What is asked — Copy out all the records, word for word.
-------- Records to use
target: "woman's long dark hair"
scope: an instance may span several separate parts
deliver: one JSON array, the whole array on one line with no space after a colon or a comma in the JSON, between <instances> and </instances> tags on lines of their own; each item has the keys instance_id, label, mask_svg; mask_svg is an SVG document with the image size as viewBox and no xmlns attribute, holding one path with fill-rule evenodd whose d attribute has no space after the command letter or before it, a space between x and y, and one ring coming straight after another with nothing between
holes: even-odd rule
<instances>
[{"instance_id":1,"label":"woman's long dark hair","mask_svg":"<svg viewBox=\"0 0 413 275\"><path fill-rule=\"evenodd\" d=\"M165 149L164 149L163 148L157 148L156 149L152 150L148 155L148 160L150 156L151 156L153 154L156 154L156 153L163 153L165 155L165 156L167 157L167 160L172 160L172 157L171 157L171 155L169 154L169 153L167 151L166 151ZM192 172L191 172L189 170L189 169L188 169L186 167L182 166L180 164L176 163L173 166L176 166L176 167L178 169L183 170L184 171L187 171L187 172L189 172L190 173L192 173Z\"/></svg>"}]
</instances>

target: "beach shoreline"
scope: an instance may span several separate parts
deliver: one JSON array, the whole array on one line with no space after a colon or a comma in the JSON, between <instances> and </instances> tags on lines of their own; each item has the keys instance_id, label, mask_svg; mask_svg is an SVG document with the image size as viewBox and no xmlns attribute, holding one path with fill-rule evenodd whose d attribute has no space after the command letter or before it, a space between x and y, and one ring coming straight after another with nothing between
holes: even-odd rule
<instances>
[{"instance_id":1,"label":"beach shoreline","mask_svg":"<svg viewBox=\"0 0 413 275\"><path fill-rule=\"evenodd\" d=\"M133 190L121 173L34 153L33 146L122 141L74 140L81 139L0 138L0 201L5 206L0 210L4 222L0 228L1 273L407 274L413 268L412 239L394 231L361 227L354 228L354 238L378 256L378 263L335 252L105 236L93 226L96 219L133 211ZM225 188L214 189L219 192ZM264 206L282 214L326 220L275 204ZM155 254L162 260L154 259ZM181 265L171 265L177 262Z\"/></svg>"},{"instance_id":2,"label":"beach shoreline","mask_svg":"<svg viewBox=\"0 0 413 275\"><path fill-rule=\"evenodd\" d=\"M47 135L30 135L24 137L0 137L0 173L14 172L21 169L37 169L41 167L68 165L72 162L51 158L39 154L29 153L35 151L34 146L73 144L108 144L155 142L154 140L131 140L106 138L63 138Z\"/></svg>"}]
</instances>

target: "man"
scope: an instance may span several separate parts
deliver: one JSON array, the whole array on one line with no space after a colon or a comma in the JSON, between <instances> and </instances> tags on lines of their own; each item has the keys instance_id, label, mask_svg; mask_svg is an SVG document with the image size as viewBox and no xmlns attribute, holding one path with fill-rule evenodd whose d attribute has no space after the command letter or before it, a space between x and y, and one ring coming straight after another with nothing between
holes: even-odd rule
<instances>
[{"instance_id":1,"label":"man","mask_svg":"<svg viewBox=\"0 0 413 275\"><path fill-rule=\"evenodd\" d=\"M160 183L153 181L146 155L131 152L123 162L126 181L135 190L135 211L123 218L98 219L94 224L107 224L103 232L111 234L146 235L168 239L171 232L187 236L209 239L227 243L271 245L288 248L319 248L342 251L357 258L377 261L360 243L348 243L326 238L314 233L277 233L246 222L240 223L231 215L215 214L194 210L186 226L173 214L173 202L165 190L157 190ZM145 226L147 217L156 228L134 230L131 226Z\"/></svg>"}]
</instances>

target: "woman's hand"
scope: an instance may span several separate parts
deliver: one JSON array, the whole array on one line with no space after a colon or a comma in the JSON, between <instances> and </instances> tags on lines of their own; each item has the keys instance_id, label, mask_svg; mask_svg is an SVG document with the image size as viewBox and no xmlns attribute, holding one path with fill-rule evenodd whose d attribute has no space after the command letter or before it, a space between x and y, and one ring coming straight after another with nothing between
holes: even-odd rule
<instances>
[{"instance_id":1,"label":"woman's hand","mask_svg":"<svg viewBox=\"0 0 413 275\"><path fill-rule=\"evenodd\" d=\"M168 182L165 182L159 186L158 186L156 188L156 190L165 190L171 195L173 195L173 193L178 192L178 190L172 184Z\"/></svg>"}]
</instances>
----------------
Answer in full —
target: "woman's long dark hair"
scope: an instance may span several separate parts
deliver: one JSON array, the whole array on one line with no space after a colon or a comma in the JSON, between <instances> and </instances> tags on lines of their own; each item has the keys instance_id, label, mask_svg; mask_svg is an SVG document with the image size as viewBox and no xmlns attribute, holding one path with fill-rule evenodd whose d attribute has no space after the command letter or before it, a space between x and y, and one ring coming straight after another with nothing between
holes: even-odd rule
<instances>
[{"instance_id":1,"label":"woman's long dark hair","mask_svg":"<svg viewBox=\"0 0 413 275\"><path fill-rule=\"evenodd\" d=\"M165 149L164 149L163 148L157 148L156 149L152 150L148 155L148 160L150 156L151 156L153 154L156 154L156 153L163 153L165 155L165 156L167 157L167 160L172 160L172 157L171 157L171 155L169 154L169 153L167 151L166 151ZM192 172L191 172L189 170L189 169L188 169L186 167L182 166L180 164L176 163L173 166L176 166L176 167L178 169L183 170L184 171L187 171L187 172L189 172L190 173L192 173Z\"/></svg>"}]
</instances>

target: "beach shoreline"
scope: an instance may span several separate parts
deliver: one JSON array, the whole array on one line with no space after a colon or a comma in the JSON, between <instances> and </instances> tags on lines of their own; each item has the keys instance_id, label, mask_svg; mask_svg is an SVG document with the image size as viewBox and no xmlns attribute, holding one path with fill-rule evenodd whose d attribute has no space after the command letter or before it, a space between x and y, and one ring coming straight after another with nothing between
holes: even-odd rule
<instances>
[{"instance_id":1,"label":"beach shoreline","mask_svg":"<svg viewBox=\"0 0 413 275\"><path fill-rule=\"evenodd\" d=\"M133 190L121 173L34 153L33 146L122 141L74 140L81 139L0 138L0 201L5 206L0 210L4 222L0 228L1 273L407 274L413 268L412 239L394 231L361 227L354 228L354 238L378 256L378 263L335 252L105 236L93 226L96 219L133 211ZM225 188L214 189L219 192ZM264 206L282 214L326 220L275 204ZM155 254L162 260L154 259ZM181 265L171 265L177 262Z\"/></svg>"},{"instance_id":2,"label":"beach shoreline","mask_svg":"<svg viewBox=\"0 0 413 275\"><path fill-rule=\"evenodd\" d=\"M47 135L30 135L24 137L0 137L0 173L14 172L21 169L37 169L41 167L68 165L72 162L51 158L39 154L29 153L35 151L34 146L73 144L108 144L155 142L154 140L131 140L106 138L63 138Z\"/></svg>"}]
</instances>

target: "man"
scope: an instance may span several separate parts
deliver: one JSON array, the whole array on one line with no space after a colon or a comma in the JSON, between <instances> and </instances> tags on lines of their own; each item has the keys instance_id, label, mask_svg; mask_svg is an SVG document with the image size as viewBox and no xmlns attribute, holding one path with fill-rule evenodd whose d attribute has no space after the command letter or before it, a space between x and y, and one ring coming straight after another with nothing between
holes: even-odd rule
<instances>
[{"instance_id":1,"label":"man","mask_svg":"<svg viewBox=\"0 0 413 275\"><path fill-rule=\"evenodd\" d=\"M160 183L153 181L146 155L131 152L123 162L126 181L135 190L135 211L123 218L98 219L94 224L107 224L103 232L111 234L146 235L168 239L171 232L187 236L209 239L227 243L271 245L288 248L319 248L342 251L357 258L377 261L360 243L348 243L326 238L314 233L277 233L246 222L240 223L231 215L215 214L194 210L186 226L173 214L173 202L165 190L157 190ZM145 226L147 217L156 228L134 230L131 226Z\"/></svg>"}]
</instances>

target: "woman's hand"
scope: an instance may span several separate parts
deliver: one JSON array, the whole array on one line with no space after a colon or a comma in the JSON, between <instances> and </instances> tags on lines of their own; each item has the keys instance_id, label, mask_svg; mask_svg is an SVG document with the image size as viewBox and no xmlns attribute, holding one path with fill-rule evenodd whose d attribute has no space after the command letter or before it, a space between x and y, and one ring coming straight after another with nothing between
holes: even-odd rule
<instances>
[{"instance_id":1,"label":"woman's hand","mask_svg":"<svg viewBox=\"0 0 413 275\"><path fill-rule=\"evenodd\" d=\"M168 182L165 182L159 186L158 186L156 188L156 190L165 190L171 195L173 195L173 193L178 192L178 190L172 184Z\"/></svg>"}]
</instances>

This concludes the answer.